PAGE:
Evaluation of the concept of the ‘A & F look
The ‘A & F Look’ concept emphasizes on an attractive and stylish appearance of potential sales ladies. Usually, the company targets tall blondes with long hair. The company has a policy that requires that their managers approach those individuals they deem attractive, with a job offer. The philosophy of the A & F stores is that “if you have the best-looking college kids working for you, everyone would want to shop there” (Carroll, & Buchholtz, 2008, p. 937). The appearance policy that A & F uses to hire people is discriminatory since potential sales people that do not manifest the “A & F Look” are at a risk of not getting hired by the company. Also, the so called “A & F Look” is entirely composed of an all-white image. Accordingly, discrimination on the basis of race comes in, meaning that Latinos, African-Americans and people of the Asian descent, amongst others, are left out when the company is recruiting new employees.
McBride (2005) observes that “when people do not fit the ‘A & F Look’, inquire about employment, managers sometimes tell them that the store is not hiring” (p. 78).
While it is understood that to a certain extent ,employers have a discretion on whom to hire, nonetheless the approach that A & F has assumed indicates certain flaws, such as discrimination on the basis of race. It is not proper to discriminate potential employees based on their physical appearance, because they could possess for example, outstanding sales skills. On the other hand, stores such as A & F have to be careful to ensure that they employ young and attractive sales ladies who will help to increase traffic to their stores, by appealing to their main target market; teenagers, and those in their twenties. Nonetheless, there are also tall, stylish and attractive potential sales ladies from other races, besides the whites.
A lot of people will attest to the fact that at one time or the other, they have been denied a job on the basis of their physical appearance. This writer is no different. For instance, two years ago, this writer had applied for a part-time job as an exercise instructor. However, the fitness centre did not offer the job, supposedly because according to their policy, it is important that instructors that are hired are themselves fit enough. This is a clear indication of just how the physical appearance of an employee could function as a powerful symbol with the potential to impact on the success of their job. Although this writer never filed a lawsuit with the fitness centre for unlawful denial of employment, nonetheless there are many cases of employees that have been treated in the same way, and gone to court to seek legal redress. Most times, companies faced with such a lawsuit either opts for settlement with the plaintiffs or in rare cases, change their policies that had appeared discriminatory and unfair to employees.
Ascertaining how discriminatory or unfair the employment practices of A & F are
Whereas it is true that employers may not refuse to hire potential employees based on race, sex, and age, still there are companies such as A & F that have enforced codes on the appearance of their employees. In addition, title VII makes an allowance for employers to hire on the basis of appearance, as long as they are in a position to ascertain for a fact that race, sex, or even age, constitutes a “bona fide occupational qualification.” (Panaro, 2003, par. 1). For that reason, despite the fact that an employer is at liberty to hire new employees exclusively based on their looks, employers also have the discretion to take into account the fact that appearance might be a “bona fide occupational qualification” (Panaro, 2003, par. 6 ).

PROVIDED DATA:
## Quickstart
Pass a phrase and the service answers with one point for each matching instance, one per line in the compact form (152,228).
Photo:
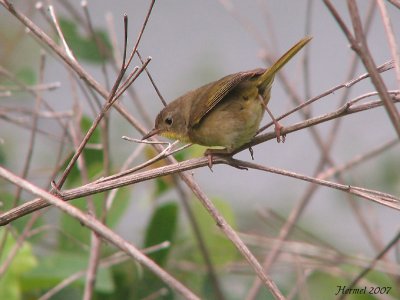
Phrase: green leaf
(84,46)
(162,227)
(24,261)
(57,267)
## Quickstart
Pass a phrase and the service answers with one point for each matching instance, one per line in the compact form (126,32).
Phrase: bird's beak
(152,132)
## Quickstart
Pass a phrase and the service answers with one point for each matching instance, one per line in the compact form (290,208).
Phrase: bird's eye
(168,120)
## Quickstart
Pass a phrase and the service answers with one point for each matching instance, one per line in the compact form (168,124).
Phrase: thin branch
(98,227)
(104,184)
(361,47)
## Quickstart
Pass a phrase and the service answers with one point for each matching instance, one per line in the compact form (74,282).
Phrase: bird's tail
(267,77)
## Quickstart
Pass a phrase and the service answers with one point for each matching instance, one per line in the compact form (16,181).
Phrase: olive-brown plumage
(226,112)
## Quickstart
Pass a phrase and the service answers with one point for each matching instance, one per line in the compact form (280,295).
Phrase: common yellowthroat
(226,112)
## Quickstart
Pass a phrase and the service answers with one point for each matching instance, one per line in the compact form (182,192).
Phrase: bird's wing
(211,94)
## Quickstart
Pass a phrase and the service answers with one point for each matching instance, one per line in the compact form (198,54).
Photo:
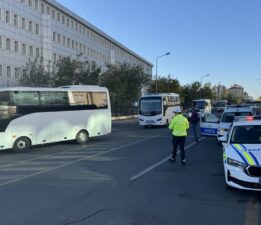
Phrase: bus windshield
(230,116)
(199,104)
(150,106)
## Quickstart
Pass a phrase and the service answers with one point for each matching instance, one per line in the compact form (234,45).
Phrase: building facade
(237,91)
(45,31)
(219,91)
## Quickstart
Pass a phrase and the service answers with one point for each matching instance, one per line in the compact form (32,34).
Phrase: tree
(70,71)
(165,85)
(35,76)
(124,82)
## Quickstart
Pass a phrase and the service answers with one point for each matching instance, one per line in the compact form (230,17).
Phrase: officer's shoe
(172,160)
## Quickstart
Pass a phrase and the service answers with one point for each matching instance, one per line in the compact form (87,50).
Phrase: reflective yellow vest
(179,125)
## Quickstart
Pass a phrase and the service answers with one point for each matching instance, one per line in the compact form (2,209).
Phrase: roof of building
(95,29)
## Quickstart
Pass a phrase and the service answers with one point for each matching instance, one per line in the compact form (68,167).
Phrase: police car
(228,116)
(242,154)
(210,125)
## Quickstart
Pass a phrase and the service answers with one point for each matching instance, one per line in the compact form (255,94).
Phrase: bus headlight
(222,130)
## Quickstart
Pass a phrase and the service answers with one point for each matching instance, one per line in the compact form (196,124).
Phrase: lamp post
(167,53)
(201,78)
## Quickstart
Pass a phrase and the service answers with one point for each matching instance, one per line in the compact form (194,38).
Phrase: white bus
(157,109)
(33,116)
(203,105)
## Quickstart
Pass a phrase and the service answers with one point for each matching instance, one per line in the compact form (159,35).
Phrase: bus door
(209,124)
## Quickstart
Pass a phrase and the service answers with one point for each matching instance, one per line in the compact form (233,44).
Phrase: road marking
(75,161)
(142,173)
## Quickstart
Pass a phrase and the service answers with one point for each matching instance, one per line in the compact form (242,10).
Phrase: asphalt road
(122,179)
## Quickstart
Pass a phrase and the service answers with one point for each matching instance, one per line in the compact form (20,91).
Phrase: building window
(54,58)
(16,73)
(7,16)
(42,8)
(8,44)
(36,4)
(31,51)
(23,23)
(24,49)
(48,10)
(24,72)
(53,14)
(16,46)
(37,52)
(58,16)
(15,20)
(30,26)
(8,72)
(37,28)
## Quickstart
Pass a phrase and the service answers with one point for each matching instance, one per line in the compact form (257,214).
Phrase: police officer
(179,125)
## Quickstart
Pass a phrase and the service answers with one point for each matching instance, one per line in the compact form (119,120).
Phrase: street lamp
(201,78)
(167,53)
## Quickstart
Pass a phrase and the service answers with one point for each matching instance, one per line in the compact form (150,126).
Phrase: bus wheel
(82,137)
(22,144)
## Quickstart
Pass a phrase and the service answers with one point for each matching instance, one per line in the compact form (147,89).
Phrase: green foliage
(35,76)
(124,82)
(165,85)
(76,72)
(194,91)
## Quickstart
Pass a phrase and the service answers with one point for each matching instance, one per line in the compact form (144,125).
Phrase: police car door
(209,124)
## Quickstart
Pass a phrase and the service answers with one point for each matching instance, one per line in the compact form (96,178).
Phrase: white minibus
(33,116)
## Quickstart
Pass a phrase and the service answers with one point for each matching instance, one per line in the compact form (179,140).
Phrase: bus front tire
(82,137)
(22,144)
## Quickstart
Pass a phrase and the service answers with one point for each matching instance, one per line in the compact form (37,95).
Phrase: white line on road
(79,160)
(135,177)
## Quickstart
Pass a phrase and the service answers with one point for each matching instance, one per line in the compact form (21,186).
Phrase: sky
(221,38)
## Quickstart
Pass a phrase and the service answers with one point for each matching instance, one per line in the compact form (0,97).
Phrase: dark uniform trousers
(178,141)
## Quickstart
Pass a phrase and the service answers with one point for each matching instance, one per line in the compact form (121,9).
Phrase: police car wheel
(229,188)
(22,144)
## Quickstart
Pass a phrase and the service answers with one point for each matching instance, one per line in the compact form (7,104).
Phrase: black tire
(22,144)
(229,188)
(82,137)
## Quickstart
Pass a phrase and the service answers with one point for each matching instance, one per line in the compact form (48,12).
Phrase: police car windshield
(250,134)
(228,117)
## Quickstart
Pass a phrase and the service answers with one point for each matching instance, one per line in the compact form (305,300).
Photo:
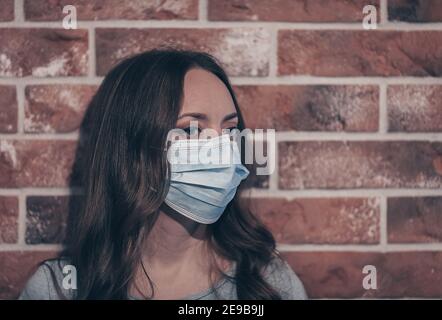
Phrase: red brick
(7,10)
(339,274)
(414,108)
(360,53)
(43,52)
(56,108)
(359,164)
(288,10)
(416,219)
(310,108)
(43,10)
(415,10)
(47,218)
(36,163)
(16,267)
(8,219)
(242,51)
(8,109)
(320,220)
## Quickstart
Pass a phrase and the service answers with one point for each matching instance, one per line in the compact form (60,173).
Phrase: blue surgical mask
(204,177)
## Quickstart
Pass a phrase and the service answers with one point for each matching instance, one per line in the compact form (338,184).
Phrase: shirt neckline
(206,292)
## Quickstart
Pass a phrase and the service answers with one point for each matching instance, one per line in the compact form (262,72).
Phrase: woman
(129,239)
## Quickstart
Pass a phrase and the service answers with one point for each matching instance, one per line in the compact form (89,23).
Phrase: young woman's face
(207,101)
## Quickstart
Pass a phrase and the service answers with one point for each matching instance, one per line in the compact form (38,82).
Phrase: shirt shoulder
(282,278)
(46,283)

JOBS:
1 – Can you print the A & F hiring essay from "Ascertaining how discriminatory" up to and including "2003, par. 6 )."?
2 – Which lines of the records contain the string "tire"? Select each of them, and count a line only if its case matches.
The records are unrelated to the A & F hiring essay.

ANSWERS PROVIDED:
1 –
Ascertaining how discriminatory or unfair the employment practices of A & F are
Whereas it is true that employers may not refuse to hire potential employees based on race, sex, and age, still there are companies such as A & F that have enforced codes on the appearance of their employees. In addition, title VII makes an allowance for employers to hire on the basis of appearance, as long as they are in a position to ascertain for a fact that race, sex, or even age, constitutes a “bona fide occupational qualification.” (Panaro, 2003, par. 1). For that reason, despite the fact that an employer is at liberty to hire new employees exclusively based on their looks, employers also have the discretion to take into account the fact that appearance might be a “bona fide occupational qualification” (Panaro, 2003, par. 6 ).

2 –
Phrase: bus front tire
Phrase: black tire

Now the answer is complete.